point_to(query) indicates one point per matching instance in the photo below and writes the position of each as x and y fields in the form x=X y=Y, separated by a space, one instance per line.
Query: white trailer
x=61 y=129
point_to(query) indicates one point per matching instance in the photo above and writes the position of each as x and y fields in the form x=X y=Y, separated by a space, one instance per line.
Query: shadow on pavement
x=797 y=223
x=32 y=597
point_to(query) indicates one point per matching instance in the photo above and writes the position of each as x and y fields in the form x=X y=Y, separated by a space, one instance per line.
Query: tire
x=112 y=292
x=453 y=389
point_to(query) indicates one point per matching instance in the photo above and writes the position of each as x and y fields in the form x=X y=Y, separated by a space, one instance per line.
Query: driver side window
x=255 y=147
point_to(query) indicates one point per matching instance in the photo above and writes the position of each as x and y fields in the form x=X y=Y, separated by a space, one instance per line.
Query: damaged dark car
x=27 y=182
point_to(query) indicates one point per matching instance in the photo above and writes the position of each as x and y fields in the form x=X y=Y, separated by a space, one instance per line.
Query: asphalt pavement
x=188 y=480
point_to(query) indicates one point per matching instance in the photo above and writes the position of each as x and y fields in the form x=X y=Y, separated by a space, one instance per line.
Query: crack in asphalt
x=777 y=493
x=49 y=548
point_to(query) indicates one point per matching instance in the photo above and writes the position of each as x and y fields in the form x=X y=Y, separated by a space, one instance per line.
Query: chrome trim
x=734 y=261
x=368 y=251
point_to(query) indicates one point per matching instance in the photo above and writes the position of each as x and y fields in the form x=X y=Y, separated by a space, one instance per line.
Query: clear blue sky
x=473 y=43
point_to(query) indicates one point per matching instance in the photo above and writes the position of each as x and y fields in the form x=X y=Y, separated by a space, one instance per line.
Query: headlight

————

## What you should do:
Reproduce the rows above with every occurrence of "instance" replaced by "object", changing nothing else.

## Output of the task:
point_to(query) indicates one point per matching object in the photo below and writes the position of each as x and y fields in the form x=X y=Y, separated by a space, one object per line.
Query: white trailer
x=61 y=129
point_to(query) indicates one point per matching object in the photo above and writes the position of each as x and y fields in the form x=X y=Y, separated by a space, one object per line.
Query: shadow on pavement
x=797 y=223
x=32 y=597
point_to(query) indicates one point per matching object in the photo above and writes the position of each as x and y fields in the form x=X y=Y, separated by a space, one object per line.
Query: tire
x=112 y=292
x=453 y=389
point_to(query) indicates one point per matching object in the photo above and writes the position of each as x and y fields in the form x=X y=Y, separated by a space, one object per line.
Query: driver side window
x=255 y=147
point_to(query) indicates one point per matching object in the photo above and writes the position of each as x and y fields in the form x=X y=Y, separated by a space, one object per line.
Query: damaged dark car
x=27 y=182
point_to(query) indicates one point per matching object in the photo above and writes the position of each as x and y fields in the form x=X y=Y, separated by a space, one object per line.
Query: asphalt pavement
x=188 y=480
point_to(query) indicates one point per matching object in the photo above and writes the position of each as x and y fields in the form x=X y=Y, separated by a space, one object per line.
Query: crack in asphalt
x=777 y=493
x=49 y=548
point_to(query) indicates one point per matching object in the photo above and writes the position of each as x and y fields in the form x=X y=Y, separated by a space, one object per line.
Query: chrome trim
x=734 y=261
x=368 y=251
point_to(query) indicates one point per matching object in the photo above and writes the position of each as x and y fields in the form x=X y=Y, separated by a space, one object per line.
Query: clear blue sky
x=473 y=43
point_to(query) indicates one point per matching object in the photo above and writes the position of each as x and y fields in the form x=X y=Y, separated by a space, one object per line.
Query: headlight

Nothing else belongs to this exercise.